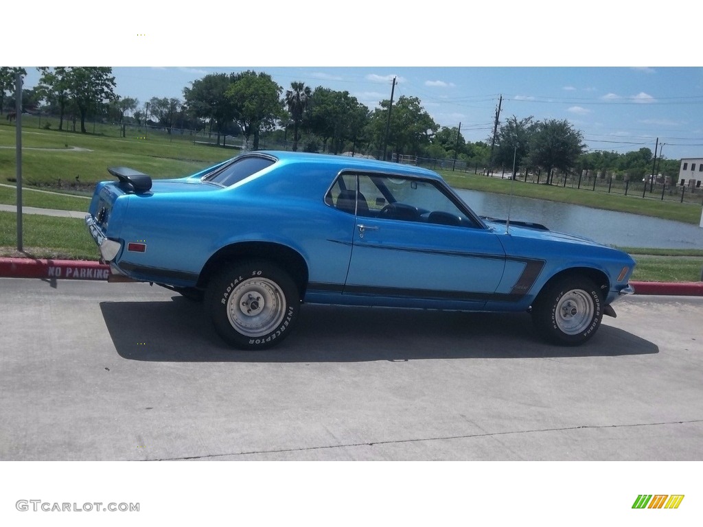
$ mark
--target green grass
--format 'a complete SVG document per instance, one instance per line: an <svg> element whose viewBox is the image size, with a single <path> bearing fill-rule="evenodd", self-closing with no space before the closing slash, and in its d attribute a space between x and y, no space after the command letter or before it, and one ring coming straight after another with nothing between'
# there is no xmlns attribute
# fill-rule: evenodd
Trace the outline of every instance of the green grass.
<svg viewBox="0 0 703 527"><path fill-rule="evenodd" d="M34 258L98 260L100 254L85 223L72 218L25 214L22 219L22 248ZM17 215L0 212L0 256L17 254Z"/></svg>
<svg viewBox="0 0 703 527"><path fill-rule="evenodd" d="M150 132L146 139L136 135L123 138L117 137L114 130L112 136L59 132L33 128L37 125L31 119L23 123L22 134L22 177L25 186L72 183L76 176L81 183L94 183L112 178L108 167L120 166L153 178L181 177L238 153L236 150L194 142L205 140L202 137L179 136L172 139L163 133ZM0 147L15 146L15 131L14 126L0 123ZM0 183L13 180L15 171L14 148L0 148Z"/></svg>
<svg viewBox="0 0 703 527"><path fill-rule="evenodd" d="M42 122L46 121L44 118ZM57 119L49 121L53 127L58 126ZM23 122L22 181L25 189L22 192L22 204L27 207L77 211L88 207L88 200L84 197L32 191L26 188L32 183L44 186L57 184L60 179L62 183L70 184L75 181L76 176L82 183L94 183L112 178L106 169L112 166L129 166L155 178L179 177L238 153L231 149L195 142L207 141L202 136L172 138L162 132L150 131L146 139L138 131L132 131L131 136L128 134L123 138L117 136L115 126L108 125L97 124L93 135L44 130L39 124L37 117L27 117ZM86 127L92 131L92 124L86 124ZM0 122L0 146L14 145L14 125ZM89 151L77 151L68 147ZM14 148L0 148L0 183L13 184L8 180L15 176L15 155ZM511 184L509 178L440 171L450 185L458 188L501 194L514 192L515 195L526 197L653 216L695 225L701 217L700 205L525 183L519 180ZM15 190L0 186L0 203L15 204ZM15 250L15 222L14 213L0 212L0 255L21 256ZM29 255L35 258L89 260L99 257L82 220L25 214L22 223L23 245ZM703 249L622 249L632 254L638 263L633 280L688 282L700 279Z"/></svg>
<svg viewBox="0 0 703 527"><path fill-rule="evenodd" d="M515 195L523 197L651 216L695 225L698 225L700 222L701 211L703 209L700 204L661 201L656 197L643 198L641 195L638 196L636 194L625 196L608 194L602 190L594 192L583 187L576 189L555 185L537 185L520 180L516 180L511 184L510 176L501 179L470 173L439 171L450 185L456 188L496 194L515 193Z"/></svg>
<svg viewBox="0 0 703 527"><path fill-rule="evenodd" d="M16 216L0 212L0 256L97 260L98 249L82 220L26 214L22 218L25 254L18 253ZM632 280L643 282L697 282L703 251L629 249L637 262Z"/></svg>
<svg viewBox="0 0 703 527"><path fill-rule="evenodd" d="M0 186L0 204L16 205L17 190L8 187ZM42 209L87 211L90 200L88 197L79 197L23 188L22 204L25 207L37 207Z"/></svg>
<svg viewBox="0 0 703 527"><path fill-rule="evenodd" d="M633 255L637 267L631 280L640 282L699 282L703 257Z"/></svg>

> [Work to do]:
Rewrite the data above, replacing "green grass" with "lawn grass" and changing nothing else. Omit the pictures.

> [Response]:
$ mark
--target lawn grass
--format 'a complete SVG document per instance, one instance per line: an <svg> element whose viewBox is the image size, with a single <path> bearing fill-rule="evenodd", self-closing with no space before the closing slash, and in its d attribute a space between x and y, no space after the command letter or before it, and one ring coming straight after another with nothing between'
# there is no xmlns attribute
# fill-rule: evenodd
Trace the outline of every instance of the lawn grass.
<svg viewBox="0 0 703 527"><path fill-rule="evenodd" d="M34 258L98 260L100 254L85 223L72 218L25 214L22 219L22 248ZM17 215L0 212L0 256L17 254Z"/></svg>
<svg viewBox="0 0 703 527"><path fill-rule="evenodd" d="M150 132L146 139L136 135L123 138L117 137L114 130L112 136L59 132L33 128L37 125L31 119L23 123L22 134L22 177L25 186L72 183L76 176L81 183L94 183L112 178L108 167L120 166L153 178L181 177L238 153L236 150L194 142L205 140L202 137L179 136L172 139L163 133ZM0 147L15 146L15 131L14 126L0 123ZM0 183L13 180L15 171L14 148L0 148Z"/></svg>
<svg viewBox="0 0 703 527"><path fill-rule="evenodd" d="M42 122L46 121L44 118ZM57 119L49 121L53 127L58 126ZM23 122L22 181L25 189L22 192L22 204L27 207L77 211L88 207L88 200L84 197L32 191L26 188L32 183L44 186L57 184L60 179L62 183L70 184L75 181L76 176L82 183L94 183L112 178L106 169L112 166L129 166L155 178L179 177L238 153L231 149L195 142L207 141L202 136L172 138L162 132L150 131L146 139L138 131L132 131L131 136L128 134L123 138L117 136L115 126L108 125L97 124L93 135L44 130L39 124L37 117L27 117ZM86 127L92 131L92 124L86 124ZM0 122L0 146L14 145L14 125ZM89 151L77 151L68 147ZM14 148L0 148L0 183L13 184L8 180L15 176L15 155ZM511 184L509 178L440 171L450 185L458 188L501 194L514 192L515 195L526 197L653 216L695 225L701 217L700 205L525 183L519 180ZM15 190L0 186L0 203L15 204ZM15 250L15 222L14 213L0 212L0 255L21 256ZM29 255L35 258L89 260L99 257L82 220L25 214L22 223L23 245ZM703 249L622 249L632 254L638 263L633 280L688 282L700 279Z"/></svg>
<svg viewBox="0 0 703 527"><path fill-rule="evenodd" d="M515 195L523 197L651 216L695 225L698 225L700 222L701 211L703 209L700 204L661 201L656 197L643 198L641 195L638 196L636 194L625 196L608 194L602 190L594 192L583 187L576 189L555 185L537 185L520 180L516 180L511 184L510 176L501 179L470 173L439 171L450 185L456 188L496 194L515 193Z"/></svg>
<svg viewBox="0 0 703 527"><path fill-rule="evenodd" d="M16 216L0 212L0 256L97 260L98 249L82 220L26 214L22 218L25 254L18 253ZM632 280L643 282L697 282L703 251L629 249L637 262Z"/></svg>
<svg viewBox="0 0 703 527"><path fill-rule="evenodd" d="M0 186L0 204L16 205L17 190L8 187ZM42 209L87 211L90 200L88 197L79 197L23 188L22 204L25 207L37 207Z"/></svg>
<svg viewBox="0 0 703 527"><path fill-rule="evenodd" d="M633 255L637 267L631 280L640 282L699 282L703 257Z"/></svg>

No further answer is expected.